— Objective —
Transcribe the records in full, keeping every character as it is.

— Point placement records —
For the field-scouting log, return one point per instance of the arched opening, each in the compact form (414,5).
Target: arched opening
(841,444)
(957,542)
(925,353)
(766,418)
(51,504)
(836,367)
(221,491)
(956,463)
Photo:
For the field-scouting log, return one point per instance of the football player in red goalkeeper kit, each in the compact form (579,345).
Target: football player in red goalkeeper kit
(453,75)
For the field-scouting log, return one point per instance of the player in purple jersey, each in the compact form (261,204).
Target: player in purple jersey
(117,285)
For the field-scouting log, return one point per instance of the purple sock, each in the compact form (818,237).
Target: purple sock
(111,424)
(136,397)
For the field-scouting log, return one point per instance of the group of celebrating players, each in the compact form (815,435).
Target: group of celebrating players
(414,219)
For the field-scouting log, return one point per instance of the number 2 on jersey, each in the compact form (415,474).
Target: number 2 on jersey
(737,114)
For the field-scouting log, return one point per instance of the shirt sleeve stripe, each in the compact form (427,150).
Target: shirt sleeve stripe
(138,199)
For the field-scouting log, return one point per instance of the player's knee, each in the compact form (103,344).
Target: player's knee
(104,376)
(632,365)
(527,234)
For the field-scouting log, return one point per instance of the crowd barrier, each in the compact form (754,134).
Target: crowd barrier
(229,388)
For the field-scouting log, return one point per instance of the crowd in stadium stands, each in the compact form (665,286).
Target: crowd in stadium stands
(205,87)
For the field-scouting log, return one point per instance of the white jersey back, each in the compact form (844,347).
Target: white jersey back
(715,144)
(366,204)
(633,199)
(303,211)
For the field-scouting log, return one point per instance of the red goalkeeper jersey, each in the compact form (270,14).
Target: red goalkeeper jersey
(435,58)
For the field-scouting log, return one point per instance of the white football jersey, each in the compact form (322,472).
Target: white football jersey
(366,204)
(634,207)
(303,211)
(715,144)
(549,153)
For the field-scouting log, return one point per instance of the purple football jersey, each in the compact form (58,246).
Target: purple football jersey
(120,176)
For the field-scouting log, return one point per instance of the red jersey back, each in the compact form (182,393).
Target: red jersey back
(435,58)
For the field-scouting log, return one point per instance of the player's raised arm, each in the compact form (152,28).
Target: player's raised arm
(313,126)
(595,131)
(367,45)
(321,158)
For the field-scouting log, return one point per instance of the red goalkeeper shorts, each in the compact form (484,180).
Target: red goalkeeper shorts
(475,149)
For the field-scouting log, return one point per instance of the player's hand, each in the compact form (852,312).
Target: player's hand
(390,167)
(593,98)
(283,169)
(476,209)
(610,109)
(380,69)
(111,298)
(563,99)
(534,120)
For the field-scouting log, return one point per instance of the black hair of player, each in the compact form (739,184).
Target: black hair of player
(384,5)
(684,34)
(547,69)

— Task solution —
For the field-scouting log, return one point per instance of the arched opening, each in the compact form (414,5).
Target: arched opening
(841,444)
(957,542)
(925,353)
(766,418)
(51,504)
(836,367)
(221,491)
(956,463)
Photo:
For the field-scouting log, return one point per instance of the football player in red goalkeeper kit, each in the compact form (579,345).
Target: football player in red goalkeeper kit
(453,75)
For the field-scouting log, return one point per instance of the player in purple jersey, each in the compact form (261,204).
Target: player in purple jersey
(117,285)
For the field-scouting log, return one point per instance of the purple sock, each in the compact form (818,237).
Target: purple sock
(111,424)
(136,397)
For the field-scouting log, return one point per instance of the group of celebrating players, each in the compact form (815,435).
Target: group of celebrating players
(414,219)
For the field-scouting log, return one point per instance of the number 2 on jersey, each in the compact form (415,474).
Target: number 2 on jersey
(737,114)
For the field-scouting log, return one point per instance of the shirt sleeve stripe, each in the compact form (427,150).
Target: shirt sleeve stripe
(138,199)
For the field-scouting log, return one point per instance of the player's knee, each in the compact form (103,344).
Target: player's knee
(104,376)
(632,365)
(527,234)
For the field-scouting log, return one point per instance of the crowd barrier, each in the compact form (754,134).
Target: crowd barrier
(229,388)
For the field-scouting log, return one point per instance of the crowd in stadium stands, each in the compact form (665,286).
Target: crowd in stadium stands
(205,87)
For the field-scouting log, return one point per instance of the white jersey back, each in the compact form (844,347).
Target: white jersey back
(715,144)
(366,204)
(633,199)
(303,211)
For the field-scouting log, return one point per instance of the red goalkeeper jersey, each in the compact form (270,14).
Target: red goalkeeper jersey
(435,58)
For the field-scouting log, return one point per instance of the white football jersey, each in the compact form (322,472).
Target: white football jersey
(366,204)
(634,207)
(303,211)
(715,144)
(549,153)
For the field-scouting log, return one point per instance of the purple football jersey, each in the compact form (58,246).
Target: purple football jersey
(120,176)
For the field-scouting log, return one point per instance of the red jersey back, each in the compact form (182,393).
Target: red jersey back
(435,58)
For the field-scouting log, return one point per instance of the player's raised arm, each in the compact form (152,28).
Target: player's raised arm
(313,126)
(595,131)
(367,45)
(321,158)
For the field-scouting log, return one point per instance of the red goalkeeper shorts, each in the compact form (484,180).
Target: red goalkeeper shorts
(475,149)
For the field-scouting log, return one point per instance of the player's hand, each in the compact form (852,312).
Target: player's hand
(390,167)
(593,98)
(283,169)
(476,209)
(610,109)
(380,69)
(111,298)
(563,99)
(534,120)
For the field-scouting log, return one point per instance of the black hair of player, each in the compact form (739,184).
Target: black hair of player
(384,5)
(684,34)
(547,69)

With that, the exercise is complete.